◆ **Task to carry out**:
Could you reproduce every line of the material below, requests included, with each point coordinate in the answers scaled by 1.95 and rounded to a whole number, halves going up? Leave the pictures out of your reply.

◆ **Data records**:
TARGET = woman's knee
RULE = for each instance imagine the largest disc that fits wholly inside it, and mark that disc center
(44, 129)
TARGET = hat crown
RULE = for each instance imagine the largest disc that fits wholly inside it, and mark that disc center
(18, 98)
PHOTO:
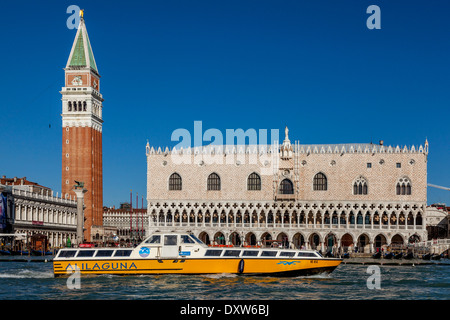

◆ **Answer in full**:
TARGET = woman's knee
RULE = for each instance imagine the largest disc that fits wholly inside it, and mark that disc center
(86, 252)
TARGET = hat crown
RULE = for each instance imagine the largest disc that fits wholly inside it, and mark that disc center
(35, 191)
PHOTO:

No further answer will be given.